## DOCUMENT
◇ ◇ ◇ ◇ ◇ ◇ ◇
So why in the world would I actually CHOOSE to read Northanger Abbey, when it is perfectly good weather for jumping on some paranormal teen lit bandwagon? The above video is the guilty culprit.

"Jane Austen is my Homegirl," by the comedic troupe known as Pretty Darn Funny,  is a rap in celebration and honor of those BBC and PBS miniseries I just can't ever get enough of, name-checking the Brontes, Jane Austen, and especially Downton Abbey. Like an Austen book, I didn't enjoy it that much at first: I found it a little too contrived, with more lacking or awkward moments than general fluidity or humor. But then, I read the lyrics. And I soon found it to be 1:00 am, and had watched the video over a dozen times, memorizing bits and pieces of it, which I now recite at a moment's notice.

And that's why I purposefully chose to read something as difficult and time-consuming as an Austen novel, when the weather may be a bit more appropriate for a Dessen. The problem was, I thought it might be... I don't know... different this time. But I assure you, it is just as problematic reading an Austen novel in the summer, as it is during the school year.

However, once you get PAST all of the hard-to-interpret language, and figure out who's actually talking in what section, you can see glimmers of the amazing humor and sarcasm within the words. Northanger Abbey - a parody of the Gothic novels in such popularity at the time of its writing - is an amusing account of a girl, Catherine Morland, who imagines her life to be a little too much like those terrifying and treacherous novels she reads, leading to various difficulties as she realizes, that no, she is no great heroine, but that she might still have her own triumphant ending. This book is a prime example of Austen's wit and sarcasm, her humor, and her talent in creating believable characters, but also provides, within the story, a solid defense against all who claim the lack of literary merit in the novel form.

However, again, I didn't really get the chance to fully appreciate those characteristics of the book, because it took me more than two weeks to actually finish it.

Hopefully, someday, I'll return to Northanger Abbey, and find it to be wildly humorous, incredibly insightful, and as brilliant as I find Austen's works to always be. For right now, though, I'm ditching the dust for something a little more current, and not-so-wordy. :)

Wednesday, July 11, 2012

Let Me Explain...

I needed a change, so I switched up the... everything. Or at least mostly everything. New layout, new style, new background, new color scheme, new "Top Ten" List, new font...
◇ ◇ ◇ ◇ ◇ ◇ ◇
## RECORDS SUPPLIED
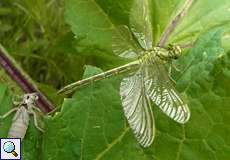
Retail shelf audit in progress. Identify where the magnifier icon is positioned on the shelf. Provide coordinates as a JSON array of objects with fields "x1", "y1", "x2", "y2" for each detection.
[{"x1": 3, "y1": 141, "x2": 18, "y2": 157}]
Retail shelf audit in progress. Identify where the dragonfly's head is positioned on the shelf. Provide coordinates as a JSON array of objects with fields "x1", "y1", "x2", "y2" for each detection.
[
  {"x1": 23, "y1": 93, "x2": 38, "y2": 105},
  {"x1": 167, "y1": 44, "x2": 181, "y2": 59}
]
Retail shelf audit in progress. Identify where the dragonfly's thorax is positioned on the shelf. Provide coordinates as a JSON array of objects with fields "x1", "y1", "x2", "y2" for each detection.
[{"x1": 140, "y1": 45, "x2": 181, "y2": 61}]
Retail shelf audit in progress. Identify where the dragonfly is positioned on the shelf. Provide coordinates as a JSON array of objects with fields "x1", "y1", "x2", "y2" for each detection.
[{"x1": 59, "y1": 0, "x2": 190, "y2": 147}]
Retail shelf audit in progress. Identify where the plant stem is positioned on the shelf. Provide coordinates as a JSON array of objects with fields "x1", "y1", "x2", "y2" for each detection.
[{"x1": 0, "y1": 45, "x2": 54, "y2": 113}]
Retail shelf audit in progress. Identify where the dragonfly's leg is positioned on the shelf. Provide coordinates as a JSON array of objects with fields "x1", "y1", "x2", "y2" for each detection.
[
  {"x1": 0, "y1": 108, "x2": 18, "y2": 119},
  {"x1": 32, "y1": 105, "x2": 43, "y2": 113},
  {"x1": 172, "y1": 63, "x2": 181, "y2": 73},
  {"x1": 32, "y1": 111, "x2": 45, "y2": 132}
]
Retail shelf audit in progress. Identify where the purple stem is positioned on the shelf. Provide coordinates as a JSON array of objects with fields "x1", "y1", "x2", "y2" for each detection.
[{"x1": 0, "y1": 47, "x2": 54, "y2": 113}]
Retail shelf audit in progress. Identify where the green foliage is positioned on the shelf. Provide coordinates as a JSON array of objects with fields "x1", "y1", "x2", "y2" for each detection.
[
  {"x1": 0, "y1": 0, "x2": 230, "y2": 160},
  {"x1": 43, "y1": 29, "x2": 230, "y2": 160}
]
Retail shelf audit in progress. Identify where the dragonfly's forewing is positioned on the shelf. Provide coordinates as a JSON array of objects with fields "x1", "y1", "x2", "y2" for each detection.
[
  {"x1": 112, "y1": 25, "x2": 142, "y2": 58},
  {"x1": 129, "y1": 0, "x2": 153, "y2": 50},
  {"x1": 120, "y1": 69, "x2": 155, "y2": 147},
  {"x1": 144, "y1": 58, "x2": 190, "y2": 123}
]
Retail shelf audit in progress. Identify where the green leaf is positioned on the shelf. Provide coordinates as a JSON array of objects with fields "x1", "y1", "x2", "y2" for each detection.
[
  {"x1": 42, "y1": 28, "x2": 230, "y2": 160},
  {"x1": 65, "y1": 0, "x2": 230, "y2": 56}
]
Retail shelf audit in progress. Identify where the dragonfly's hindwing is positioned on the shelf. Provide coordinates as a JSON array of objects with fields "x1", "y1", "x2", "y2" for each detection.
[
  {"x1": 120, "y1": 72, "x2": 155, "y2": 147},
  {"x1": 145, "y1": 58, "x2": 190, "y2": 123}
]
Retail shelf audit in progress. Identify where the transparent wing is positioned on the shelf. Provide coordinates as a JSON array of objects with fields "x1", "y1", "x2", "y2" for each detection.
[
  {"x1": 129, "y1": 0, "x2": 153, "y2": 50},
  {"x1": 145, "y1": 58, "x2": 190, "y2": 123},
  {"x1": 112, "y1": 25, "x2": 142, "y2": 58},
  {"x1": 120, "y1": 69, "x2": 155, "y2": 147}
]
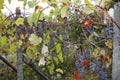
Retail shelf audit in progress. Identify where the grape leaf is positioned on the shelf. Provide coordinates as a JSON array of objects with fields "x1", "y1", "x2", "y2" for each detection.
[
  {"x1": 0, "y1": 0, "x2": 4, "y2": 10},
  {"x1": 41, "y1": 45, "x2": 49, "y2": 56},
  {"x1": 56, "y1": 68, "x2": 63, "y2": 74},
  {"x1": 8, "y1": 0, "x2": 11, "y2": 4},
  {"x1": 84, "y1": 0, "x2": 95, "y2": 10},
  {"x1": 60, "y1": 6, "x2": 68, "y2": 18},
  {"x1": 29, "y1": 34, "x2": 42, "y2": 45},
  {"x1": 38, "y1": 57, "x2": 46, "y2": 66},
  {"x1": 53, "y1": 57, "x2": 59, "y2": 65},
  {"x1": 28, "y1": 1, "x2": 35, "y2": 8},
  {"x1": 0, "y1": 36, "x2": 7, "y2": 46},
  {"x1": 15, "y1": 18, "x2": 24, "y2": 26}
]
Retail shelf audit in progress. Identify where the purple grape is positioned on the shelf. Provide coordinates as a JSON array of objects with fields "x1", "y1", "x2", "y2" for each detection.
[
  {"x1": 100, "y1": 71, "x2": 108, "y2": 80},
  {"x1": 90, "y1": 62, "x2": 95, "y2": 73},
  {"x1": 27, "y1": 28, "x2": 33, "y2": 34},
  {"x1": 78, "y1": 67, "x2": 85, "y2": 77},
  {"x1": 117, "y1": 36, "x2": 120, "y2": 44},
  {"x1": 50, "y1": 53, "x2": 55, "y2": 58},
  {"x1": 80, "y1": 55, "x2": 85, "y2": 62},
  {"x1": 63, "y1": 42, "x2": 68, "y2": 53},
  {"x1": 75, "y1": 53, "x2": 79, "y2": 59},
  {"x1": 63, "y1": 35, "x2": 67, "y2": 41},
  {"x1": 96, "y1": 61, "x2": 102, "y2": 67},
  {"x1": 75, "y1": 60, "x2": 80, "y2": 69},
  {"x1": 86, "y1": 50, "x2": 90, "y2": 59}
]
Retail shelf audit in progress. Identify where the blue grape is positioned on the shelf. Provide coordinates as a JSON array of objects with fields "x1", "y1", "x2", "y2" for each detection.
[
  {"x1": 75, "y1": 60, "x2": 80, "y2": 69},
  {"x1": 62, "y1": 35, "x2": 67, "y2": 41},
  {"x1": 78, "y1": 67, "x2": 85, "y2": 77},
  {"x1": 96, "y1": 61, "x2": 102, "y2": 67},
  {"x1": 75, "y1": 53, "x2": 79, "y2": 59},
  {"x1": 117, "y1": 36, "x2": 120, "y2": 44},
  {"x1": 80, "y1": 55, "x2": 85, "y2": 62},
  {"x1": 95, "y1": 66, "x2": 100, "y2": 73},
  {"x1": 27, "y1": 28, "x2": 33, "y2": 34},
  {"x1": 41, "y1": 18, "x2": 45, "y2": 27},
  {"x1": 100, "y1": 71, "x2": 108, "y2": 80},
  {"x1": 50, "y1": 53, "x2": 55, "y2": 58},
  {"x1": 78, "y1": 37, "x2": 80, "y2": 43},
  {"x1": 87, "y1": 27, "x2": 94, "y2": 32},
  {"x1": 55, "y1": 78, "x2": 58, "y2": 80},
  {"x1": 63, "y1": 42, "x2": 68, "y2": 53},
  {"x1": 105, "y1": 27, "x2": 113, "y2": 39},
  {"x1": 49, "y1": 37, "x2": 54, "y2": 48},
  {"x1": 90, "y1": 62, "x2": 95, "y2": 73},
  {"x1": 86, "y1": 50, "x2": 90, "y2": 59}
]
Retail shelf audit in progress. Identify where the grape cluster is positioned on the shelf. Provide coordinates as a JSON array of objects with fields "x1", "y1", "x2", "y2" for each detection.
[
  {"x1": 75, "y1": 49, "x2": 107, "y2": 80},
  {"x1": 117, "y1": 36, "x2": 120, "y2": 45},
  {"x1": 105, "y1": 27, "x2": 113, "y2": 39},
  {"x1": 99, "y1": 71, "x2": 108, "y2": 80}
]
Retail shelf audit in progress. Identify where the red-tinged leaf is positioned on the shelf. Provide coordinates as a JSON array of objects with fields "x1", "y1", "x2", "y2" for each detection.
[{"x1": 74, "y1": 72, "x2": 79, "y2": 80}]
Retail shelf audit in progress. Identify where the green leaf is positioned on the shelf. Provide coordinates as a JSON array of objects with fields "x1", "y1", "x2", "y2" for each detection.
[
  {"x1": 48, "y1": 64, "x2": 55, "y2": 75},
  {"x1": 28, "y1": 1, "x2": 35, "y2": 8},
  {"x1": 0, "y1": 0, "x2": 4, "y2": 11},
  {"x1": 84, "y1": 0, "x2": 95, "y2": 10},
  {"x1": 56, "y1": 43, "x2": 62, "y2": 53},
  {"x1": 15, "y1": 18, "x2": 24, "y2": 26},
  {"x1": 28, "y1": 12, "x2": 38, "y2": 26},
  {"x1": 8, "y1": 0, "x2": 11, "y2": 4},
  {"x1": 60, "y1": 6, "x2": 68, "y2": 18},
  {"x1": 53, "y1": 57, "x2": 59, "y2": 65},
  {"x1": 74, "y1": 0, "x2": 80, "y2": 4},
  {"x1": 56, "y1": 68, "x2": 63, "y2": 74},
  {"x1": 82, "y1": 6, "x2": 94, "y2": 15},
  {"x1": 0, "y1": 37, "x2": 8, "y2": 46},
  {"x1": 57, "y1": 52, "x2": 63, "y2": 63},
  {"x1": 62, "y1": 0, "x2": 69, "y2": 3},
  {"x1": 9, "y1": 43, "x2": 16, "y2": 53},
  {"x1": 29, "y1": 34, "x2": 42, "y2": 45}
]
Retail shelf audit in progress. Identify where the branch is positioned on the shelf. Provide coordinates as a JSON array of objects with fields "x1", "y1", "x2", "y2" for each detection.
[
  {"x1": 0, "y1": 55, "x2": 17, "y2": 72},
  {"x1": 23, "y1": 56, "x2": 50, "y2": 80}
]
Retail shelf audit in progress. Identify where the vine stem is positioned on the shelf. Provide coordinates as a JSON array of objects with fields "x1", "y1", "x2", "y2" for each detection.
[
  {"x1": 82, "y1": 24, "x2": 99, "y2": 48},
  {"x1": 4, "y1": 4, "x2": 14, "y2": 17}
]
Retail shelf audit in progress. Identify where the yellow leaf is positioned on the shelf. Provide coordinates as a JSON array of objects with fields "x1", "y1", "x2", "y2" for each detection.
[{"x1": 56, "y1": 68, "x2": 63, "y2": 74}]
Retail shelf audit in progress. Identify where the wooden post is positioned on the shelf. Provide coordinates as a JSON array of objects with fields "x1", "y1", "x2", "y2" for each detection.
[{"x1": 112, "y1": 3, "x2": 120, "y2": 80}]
◇ ◇ ◇ ◇ ◇ ◇ ◇
According to the post about Northanger Abbey, what kind of novels does the book parody?

## FULL ANSWER
Gothic novels, which were popular when it was written.